Task statement - Retype the entries. Match them exactly.

Extracted data -
------------------------------------
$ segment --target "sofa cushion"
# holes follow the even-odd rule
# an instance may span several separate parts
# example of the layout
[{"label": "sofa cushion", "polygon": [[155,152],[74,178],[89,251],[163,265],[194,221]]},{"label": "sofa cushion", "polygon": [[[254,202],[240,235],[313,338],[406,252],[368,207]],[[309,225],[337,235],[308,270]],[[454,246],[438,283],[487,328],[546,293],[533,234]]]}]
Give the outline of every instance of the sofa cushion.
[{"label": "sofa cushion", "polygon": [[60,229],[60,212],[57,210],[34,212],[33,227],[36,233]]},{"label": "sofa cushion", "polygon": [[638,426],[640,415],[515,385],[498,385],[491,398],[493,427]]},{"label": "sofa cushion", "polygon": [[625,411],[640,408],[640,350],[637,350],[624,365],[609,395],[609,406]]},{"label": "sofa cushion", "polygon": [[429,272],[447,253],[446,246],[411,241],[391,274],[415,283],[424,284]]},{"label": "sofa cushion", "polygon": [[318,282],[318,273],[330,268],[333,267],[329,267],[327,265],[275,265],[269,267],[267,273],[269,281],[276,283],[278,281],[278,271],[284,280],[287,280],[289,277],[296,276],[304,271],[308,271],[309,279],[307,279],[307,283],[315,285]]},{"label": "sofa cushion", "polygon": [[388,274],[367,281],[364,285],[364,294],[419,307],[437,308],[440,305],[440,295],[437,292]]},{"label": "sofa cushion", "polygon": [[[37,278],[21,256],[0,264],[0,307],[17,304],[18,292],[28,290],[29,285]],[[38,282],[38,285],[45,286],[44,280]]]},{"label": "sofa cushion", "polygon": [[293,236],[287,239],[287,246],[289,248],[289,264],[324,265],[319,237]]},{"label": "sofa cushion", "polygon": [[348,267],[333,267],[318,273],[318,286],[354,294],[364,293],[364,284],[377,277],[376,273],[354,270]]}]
------------------------------------
Expected output -
$ segment --target "sofa cushion"
# holes follow the even-odd rule
# an instance may span several separate parts
# example of the layout
[{"label": "sofa cushion", "polygon": [[155,152],[74,178],[89,251],[163,265],[194,221]]},{"label": "sofa cushion", "polygon": [[[254,202],[240,235],[313,338],[406,252],[368,207]],[[309,225],[337,235],[308,270]],[[454,246],[438,283],[487,328],[546,293],[533,234]]]}]
Give the outline of every instance of the sofa cushion.
[{"label": "sofa cushion", "polygon": [[60,229],[60,212],[57,210],[34,212],[33,227],[36,233]]},{"label": "sofa cushion", "polygon": [[638,426],[640,415],[515,385],[498,385],[491,398],[493,427]]},{"label": "sofa cushion", "polygon": [[625,411],[640,408],[640,350],[637,350],[624,365],[609,395],[609,406]]},{"label": "sofa cushion", "polygon": [[429,272],[447,253],[446,246],[411,241],[391,274],[415,283],[424,284]]},{"label": "sofa cushion", "polygon": [[318,282],[318,273],[330,268],[333,267],[329,267],[327,265],[275,265],[269,267],[267,273],[269,281],[276,283],[278,281],[278,271],[284,280],[287,280],[289,277],[296,276],[304,271],[308,271],[309,279],[307,279],[307,283],[315,285]]},{"label": "sofa cushion", "polygon": [[388,274],[367,281],[364,285],[364,294],[419,307],[437,308],[440,305],[440,295],[437,292]]},{"label": "sofa cushion", "polygon": [[[37,278],[21,256],[0,264],[0,307],[17,304],[18,292],[28,290],[29,285]],[[38,282],[38,285],[45,286],[44,280]]]},{"label": "sofa cushion", "polygon": [[293,236],[287,239],[287,246],[289,248],[289,264],[324,265],[319,237]]},{"label": "sofa cushion", "polygon": [[348,267],[333,267],[318,273],[318,286],[354,294],[364,293],[364,284],[377,277],[376,273],[354,270]]}]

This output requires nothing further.